SELECTED TEXT |

########################################

While basketball connected them, Manning's influence on Rigby transcended the sport. He helped her realize her full potential as a student studying biology and as an active community member willing to help those in need.

Manning would be proud to see how far she's come. To honour him and other loved ones, Rigby has volunteered countless hours to several charitable causes that all have great personal meaning to her.

Her interest in biology led her to the Queen Elizabeth Hospital (physical medicine and emergency departments), where she has volunteered over 80 hours since June.

"Kiera is a dedicated, personable, sincere, compassionate and caring young woman who has always shown respect of others and discretion and sensitivity to the patients in our hospital. She is genuinely interested in giving of her time and skills to the Queen Elizabeth Hospital," said Janice Morrison, Manager of Volunteer Services with the QEH.

Rigby is also the External Communications and Community Outreach Coordinator for the World University Services of Canada (WUSC), where she planned events such as "Glow Night for Shine a Light" to raise money for the Shine a Light campaign that provides girls in refugee camps with tools they need to learn, strive and succeed. She also planned a WUSC themed basketball evening to show support, particularly for 30 UPEI students who were directly affected by the Trump administration's immigration policies in 2017.

"Since UPEI's goal is to help students become thoughtful, productive citizens on a local and global scale, I'd say that's definitely something Kiera embodies," said WUSC President, Katie Vanleeuwen. "She has put so much effort into local, national and international causes. I don't think it's even possible to describe how much of an impact she has had, and will continue to have."

If that wasn't enough, Rigby found the time to take part in the Relay for Life (Canadian Cancer Society) and Run for the Cure fundraisers for the past six years. Last year, she helped raise over $2,000 for the 10th annual Shoot for the Cure and donated 11 inches of hair to the Pantene Beautiful Lengths program. In 2018, she once again helped plan the Shoot for the Cure/Pink in the Rink fundraiser.

She's also an Arthritis Society volunteer, a three-year member of the UPEI Varsity Leadership team, a tutor with Student Services and an active member of the UPEI Biology Society and UPEI Pre-Med Society. She even helped plan an Alzheimer's themed basketball event that raised over $900.

########################################

DATASET CONTENT |
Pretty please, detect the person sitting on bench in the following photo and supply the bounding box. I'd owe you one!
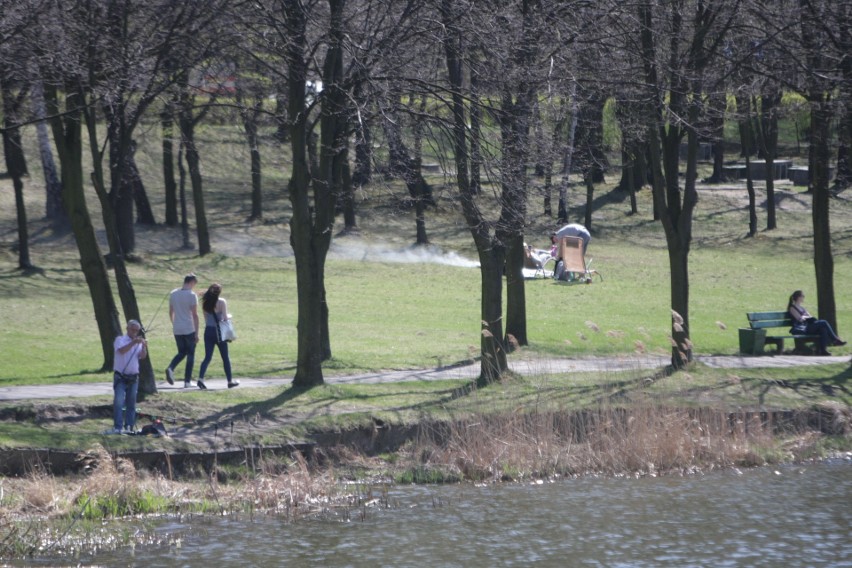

########################################

TASK LIST |
(a) Echo the passage about Kiera Rigby word for word, starting at "If that wasn't" and ending at "the Rink fundraiser.".
(b) According to the passage about Kiera Rigby, how many hours has she volunteered at the Queen Elizabeth Hospital since June?
(c) Pick up the passage about Kiera Rigby where it stops and write what comes next.

ANSWERS |
(a)
If that wasn't enough, Rigby found the time to take part in the Relay for Life (Canadian Cancer Society) and Run for the Cure fundraisers for the past six years. Last year, she helped raise over $2,000 for the 10th annual Shoot for the Cure and donated 11 inches of hair to the Pantene Beautiful Lengths program. In 2018, she once again helped plan the Shoot for the Cure/Pink in the Rink fundraiser.

(b) Over 80 hours.

(c)
"If I had to pick one word to describe Kiera it would be invested. Whether it's a friendship, an event, or a cause, the way she invests herself comes across and you can tell she genuinely cares," said Vanleeuwen.


Rigby's balancing act doesn't end there and extends academically as well, where she has an outstanding 3.9 cumulative grade point average. The four-time Academic All- Canadian (soon to be five) made the Dean's List four times and graduated in May with a major in biology and a minor in biomedical physics.

Her interest in the way the body moves was sparked by Manning as she continues to work toward a career in physiotherapy, much like her late friend did.

Rigby is currently doing her honours research in Dr. Adam Johnston's exercise physiology lab, examining Duchenne Muscular Dystrophy. She intends on continuing her schooling afterwards and has applied to several programs across Canada specializing in physiotherapy, including McMaster, University of Toronto and Dalhousie. She's also preparing for an interview for a four-year program at the Canadian Chiropractic College in Toronto.

"Kiera is a great student who has excelled in so many aspects of her academic life. She has not only achieved success in her course work with a high GPA, but has also excelled in her research," said Johnston. "She embodies the UPEI spirit and has balanced these activities with high performance sport and athletic success."

There's no telling what the future has in store for Rigby, but if she continues on this incredible path of humanity, care and dignity, then world will be better for it.